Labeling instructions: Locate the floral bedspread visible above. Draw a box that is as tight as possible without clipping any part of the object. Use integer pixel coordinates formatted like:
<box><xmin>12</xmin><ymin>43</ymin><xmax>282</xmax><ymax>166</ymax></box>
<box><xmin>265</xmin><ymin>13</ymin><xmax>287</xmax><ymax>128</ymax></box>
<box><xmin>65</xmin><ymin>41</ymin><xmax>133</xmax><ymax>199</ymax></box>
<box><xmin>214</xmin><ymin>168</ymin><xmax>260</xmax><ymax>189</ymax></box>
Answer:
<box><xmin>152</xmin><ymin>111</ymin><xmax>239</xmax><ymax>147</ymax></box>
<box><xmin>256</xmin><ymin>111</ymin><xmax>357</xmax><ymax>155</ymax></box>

◇ ◇ ◇ ◇ ◇

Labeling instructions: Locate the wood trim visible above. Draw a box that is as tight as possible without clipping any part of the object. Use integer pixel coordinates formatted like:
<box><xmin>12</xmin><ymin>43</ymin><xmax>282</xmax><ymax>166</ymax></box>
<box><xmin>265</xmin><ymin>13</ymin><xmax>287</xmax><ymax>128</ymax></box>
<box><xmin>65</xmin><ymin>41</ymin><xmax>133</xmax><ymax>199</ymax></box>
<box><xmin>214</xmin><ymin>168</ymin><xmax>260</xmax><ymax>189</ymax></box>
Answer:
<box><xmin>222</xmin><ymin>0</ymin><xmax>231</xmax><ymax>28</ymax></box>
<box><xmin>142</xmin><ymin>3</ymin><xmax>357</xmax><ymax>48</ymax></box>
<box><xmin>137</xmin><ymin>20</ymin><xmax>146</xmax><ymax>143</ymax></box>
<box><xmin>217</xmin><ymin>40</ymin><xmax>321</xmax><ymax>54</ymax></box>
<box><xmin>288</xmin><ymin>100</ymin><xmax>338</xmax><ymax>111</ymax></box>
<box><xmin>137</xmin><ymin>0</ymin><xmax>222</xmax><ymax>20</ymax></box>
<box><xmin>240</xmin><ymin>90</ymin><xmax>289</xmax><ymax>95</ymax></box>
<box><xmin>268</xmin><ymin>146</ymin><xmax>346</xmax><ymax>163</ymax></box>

◇ ◇ ◇ ◇ ◇

Task prompt:
How many lines in the records above contain the word "Draw"? Reply with the number alone.

Reply:
2